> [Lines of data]
## START
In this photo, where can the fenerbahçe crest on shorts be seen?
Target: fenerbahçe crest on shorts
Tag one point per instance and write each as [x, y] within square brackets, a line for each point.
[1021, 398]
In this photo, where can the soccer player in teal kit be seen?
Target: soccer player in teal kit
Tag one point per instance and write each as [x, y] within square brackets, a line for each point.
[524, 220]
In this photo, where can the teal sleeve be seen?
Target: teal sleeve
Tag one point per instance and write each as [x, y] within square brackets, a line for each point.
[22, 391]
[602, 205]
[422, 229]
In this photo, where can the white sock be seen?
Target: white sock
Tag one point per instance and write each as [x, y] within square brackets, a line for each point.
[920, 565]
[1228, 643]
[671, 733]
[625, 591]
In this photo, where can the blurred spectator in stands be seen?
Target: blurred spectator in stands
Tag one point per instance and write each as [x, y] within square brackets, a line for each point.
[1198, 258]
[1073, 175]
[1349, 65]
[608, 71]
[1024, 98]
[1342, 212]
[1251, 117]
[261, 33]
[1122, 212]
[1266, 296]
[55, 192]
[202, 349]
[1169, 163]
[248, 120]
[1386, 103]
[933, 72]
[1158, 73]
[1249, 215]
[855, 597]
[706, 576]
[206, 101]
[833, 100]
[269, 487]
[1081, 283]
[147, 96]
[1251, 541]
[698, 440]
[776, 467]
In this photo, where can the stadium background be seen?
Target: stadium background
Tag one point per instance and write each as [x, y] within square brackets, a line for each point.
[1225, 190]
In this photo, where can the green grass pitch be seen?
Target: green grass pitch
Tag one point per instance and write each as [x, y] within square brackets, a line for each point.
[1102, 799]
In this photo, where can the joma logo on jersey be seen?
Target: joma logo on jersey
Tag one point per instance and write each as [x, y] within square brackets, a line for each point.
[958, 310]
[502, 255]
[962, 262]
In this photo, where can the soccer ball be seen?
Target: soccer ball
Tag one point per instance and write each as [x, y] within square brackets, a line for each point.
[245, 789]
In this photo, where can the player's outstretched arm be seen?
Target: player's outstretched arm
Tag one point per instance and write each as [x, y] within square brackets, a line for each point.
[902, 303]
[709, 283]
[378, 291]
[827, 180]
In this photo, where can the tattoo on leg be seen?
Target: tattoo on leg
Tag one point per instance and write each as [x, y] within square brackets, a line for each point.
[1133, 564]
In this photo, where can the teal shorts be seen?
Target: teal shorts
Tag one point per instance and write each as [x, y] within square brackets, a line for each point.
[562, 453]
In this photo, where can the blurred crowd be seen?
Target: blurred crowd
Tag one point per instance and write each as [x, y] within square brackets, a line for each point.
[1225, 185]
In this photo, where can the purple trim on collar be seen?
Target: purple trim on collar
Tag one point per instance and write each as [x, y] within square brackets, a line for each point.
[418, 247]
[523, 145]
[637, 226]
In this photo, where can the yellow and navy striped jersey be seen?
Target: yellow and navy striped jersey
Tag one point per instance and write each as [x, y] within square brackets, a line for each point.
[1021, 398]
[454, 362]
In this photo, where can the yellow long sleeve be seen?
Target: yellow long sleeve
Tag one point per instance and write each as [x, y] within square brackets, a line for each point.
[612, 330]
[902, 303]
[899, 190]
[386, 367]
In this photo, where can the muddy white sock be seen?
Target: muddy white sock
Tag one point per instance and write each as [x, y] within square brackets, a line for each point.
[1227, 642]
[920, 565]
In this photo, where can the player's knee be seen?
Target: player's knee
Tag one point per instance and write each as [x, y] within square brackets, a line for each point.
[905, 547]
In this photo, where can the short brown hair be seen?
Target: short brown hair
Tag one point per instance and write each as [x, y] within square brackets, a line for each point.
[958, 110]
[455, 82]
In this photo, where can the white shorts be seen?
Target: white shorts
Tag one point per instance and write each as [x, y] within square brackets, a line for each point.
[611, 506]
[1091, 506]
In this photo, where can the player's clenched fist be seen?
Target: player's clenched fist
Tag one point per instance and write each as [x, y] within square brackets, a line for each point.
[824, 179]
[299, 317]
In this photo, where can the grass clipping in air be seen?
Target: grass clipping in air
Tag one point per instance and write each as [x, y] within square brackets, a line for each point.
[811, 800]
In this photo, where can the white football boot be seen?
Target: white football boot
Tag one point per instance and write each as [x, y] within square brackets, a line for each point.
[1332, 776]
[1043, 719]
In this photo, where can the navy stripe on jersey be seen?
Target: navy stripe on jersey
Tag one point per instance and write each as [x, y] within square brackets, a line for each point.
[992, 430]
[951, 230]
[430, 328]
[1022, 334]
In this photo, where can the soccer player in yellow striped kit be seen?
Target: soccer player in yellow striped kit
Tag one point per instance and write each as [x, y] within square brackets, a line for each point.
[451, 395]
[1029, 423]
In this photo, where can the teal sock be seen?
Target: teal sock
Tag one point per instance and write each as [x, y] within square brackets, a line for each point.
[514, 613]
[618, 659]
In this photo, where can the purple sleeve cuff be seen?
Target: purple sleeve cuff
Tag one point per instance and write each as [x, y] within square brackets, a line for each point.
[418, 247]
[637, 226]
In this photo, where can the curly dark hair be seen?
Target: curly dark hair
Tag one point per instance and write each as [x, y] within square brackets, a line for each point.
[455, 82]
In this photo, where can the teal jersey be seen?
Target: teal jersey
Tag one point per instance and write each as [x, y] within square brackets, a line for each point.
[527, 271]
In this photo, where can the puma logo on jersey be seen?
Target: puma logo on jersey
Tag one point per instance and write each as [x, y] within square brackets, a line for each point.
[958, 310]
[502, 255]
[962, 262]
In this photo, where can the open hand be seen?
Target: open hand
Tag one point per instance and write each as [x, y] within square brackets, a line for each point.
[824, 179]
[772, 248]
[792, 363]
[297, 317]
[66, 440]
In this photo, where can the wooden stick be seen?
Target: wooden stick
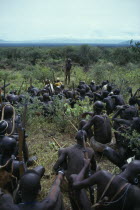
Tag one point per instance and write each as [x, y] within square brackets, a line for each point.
[21, 138]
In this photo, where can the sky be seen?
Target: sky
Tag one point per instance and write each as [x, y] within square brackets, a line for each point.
[22, 20]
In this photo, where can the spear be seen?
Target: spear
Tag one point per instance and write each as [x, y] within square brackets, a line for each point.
[20, 153]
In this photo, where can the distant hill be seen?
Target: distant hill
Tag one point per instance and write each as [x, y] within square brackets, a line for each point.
[128, 42]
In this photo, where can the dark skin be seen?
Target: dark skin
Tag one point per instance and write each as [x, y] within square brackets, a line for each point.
[130, 193]
[124, 152]
[52, 202]
[118, 99]
[73, 157]
[102, 128]
[109, 104]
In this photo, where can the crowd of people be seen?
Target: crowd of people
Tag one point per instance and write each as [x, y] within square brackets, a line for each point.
[89, 186]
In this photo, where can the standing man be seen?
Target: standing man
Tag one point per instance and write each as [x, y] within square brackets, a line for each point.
[67, 71]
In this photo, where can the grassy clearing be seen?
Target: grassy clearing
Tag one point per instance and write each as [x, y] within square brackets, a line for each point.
[41, 143]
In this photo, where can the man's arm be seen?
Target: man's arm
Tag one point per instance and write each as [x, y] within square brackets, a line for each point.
[92, 180]
[89, 124]
[52, 197]
[61, 159]
[87, 113]
[93, 163]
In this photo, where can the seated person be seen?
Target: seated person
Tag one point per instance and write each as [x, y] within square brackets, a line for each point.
[113, 192]
[29, 188]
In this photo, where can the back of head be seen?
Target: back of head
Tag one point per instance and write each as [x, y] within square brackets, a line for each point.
[132, 100]
[80, 136]
[136, 124]
[30, 185]
[133, 170]
[98, 105]
[105, 93]
[8, 111]
[3, 127]
[116, 91]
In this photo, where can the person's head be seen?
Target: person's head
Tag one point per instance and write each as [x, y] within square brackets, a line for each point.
[57, 79]
[98, 106]
[132, 172]
[109, 88]
[3, 127]
[30, 186]
[116, 92]
[80, 136]
[105, 93]
[8, 111]
[132, 101]
[92, 82]
[46, 97]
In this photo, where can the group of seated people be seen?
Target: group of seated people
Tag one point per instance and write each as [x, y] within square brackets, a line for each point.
[89, 186]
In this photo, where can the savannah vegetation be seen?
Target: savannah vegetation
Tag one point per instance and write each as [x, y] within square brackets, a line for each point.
[121, 66]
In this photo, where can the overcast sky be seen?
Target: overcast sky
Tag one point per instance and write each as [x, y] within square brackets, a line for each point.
[86, 19]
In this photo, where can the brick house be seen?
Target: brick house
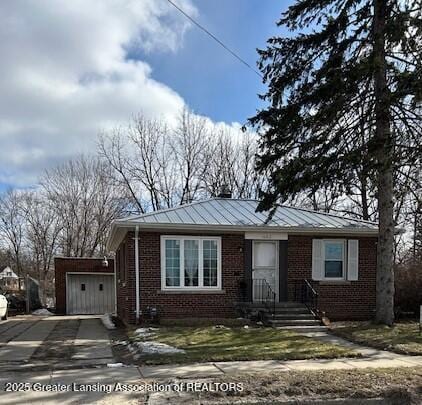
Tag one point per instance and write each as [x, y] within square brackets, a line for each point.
[208, 259]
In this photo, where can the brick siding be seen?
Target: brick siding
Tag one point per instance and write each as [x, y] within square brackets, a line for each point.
[340, 301]
[63, 265]
[354, 300]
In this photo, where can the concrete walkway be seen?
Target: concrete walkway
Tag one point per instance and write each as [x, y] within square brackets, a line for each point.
[203, 370]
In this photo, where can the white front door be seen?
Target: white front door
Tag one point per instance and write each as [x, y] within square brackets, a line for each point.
[264, 268]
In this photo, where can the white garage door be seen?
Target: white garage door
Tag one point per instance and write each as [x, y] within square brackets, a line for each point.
[90, 293]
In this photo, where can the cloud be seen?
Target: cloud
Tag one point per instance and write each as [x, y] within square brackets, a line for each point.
[65, 75]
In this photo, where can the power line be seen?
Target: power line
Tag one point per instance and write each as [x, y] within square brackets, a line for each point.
[215, 38]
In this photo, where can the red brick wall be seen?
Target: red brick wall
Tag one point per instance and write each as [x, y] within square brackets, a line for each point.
[349, 300]
[341, 301]
[62, 265]
[125, 278]
[180, 305]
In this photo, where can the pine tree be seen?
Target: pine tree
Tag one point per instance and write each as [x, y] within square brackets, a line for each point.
[343, 55]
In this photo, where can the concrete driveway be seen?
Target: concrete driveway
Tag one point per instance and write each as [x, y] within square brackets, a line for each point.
[75, 340]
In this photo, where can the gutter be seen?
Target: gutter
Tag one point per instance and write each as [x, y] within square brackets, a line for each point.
[137, 308]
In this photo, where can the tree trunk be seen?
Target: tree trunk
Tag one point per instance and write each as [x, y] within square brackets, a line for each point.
[384, 154]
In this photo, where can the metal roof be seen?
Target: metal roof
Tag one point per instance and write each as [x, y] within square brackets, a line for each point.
[242, 213]
[228, 215]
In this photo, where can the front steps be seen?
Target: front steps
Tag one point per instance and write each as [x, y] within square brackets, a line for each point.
[287, 315]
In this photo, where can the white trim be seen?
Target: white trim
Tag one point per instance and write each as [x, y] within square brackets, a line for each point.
[200, 287]
[344, 266]
[101, 273]
[266, 235]
[112, 244]
[276, 267]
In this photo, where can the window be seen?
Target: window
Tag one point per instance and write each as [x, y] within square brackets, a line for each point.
[334, 259]
[190, 262]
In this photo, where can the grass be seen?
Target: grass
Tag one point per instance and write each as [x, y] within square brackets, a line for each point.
[400, 385]
[203, 344]
[403, 338]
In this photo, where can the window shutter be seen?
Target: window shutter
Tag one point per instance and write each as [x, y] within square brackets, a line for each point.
[352, 259]
[317, 259]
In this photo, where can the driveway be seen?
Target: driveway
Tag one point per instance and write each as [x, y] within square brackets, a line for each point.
[50, 341]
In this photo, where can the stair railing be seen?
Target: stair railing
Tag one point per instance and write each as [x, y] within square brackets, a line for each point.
[306, 294]
[263, 292]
## END
Give back the lines of the listing from the one with "In this photo, where can the window be seen?" through the end, both included, exactly as written and with nothing added.

In this photo, where can the window be seen?
Target: window
Tag one point per instance and write each as [x, y] within square brackets, a line for each point.
[334, 259]
[190, 262]
In this photo, where can the grass be seen?
Target: grass
Tag one point per instance and write each as [x, y] within square brackets, a line for each point.
[400, 385]
[203, 344]
[403, 338]
In this photo, where can the window shutter be seen?
Target: window shutter
Tag one point per instance and write each as [x, y] within square brackets, a line for each point.
[352, 259]
[317, 259]
In this photo, where can the driveway be seen?
Target: driveway
Tag one point per instance and write each as [x, y] within square brackets, a line for each point.
[50, 341]
In this photo, where can the stair railing be seen?
Target: stair railing
Tag one point per instance and write each as [x, y] within square brackets, a line for each point.
[306, 294]
[263, 292]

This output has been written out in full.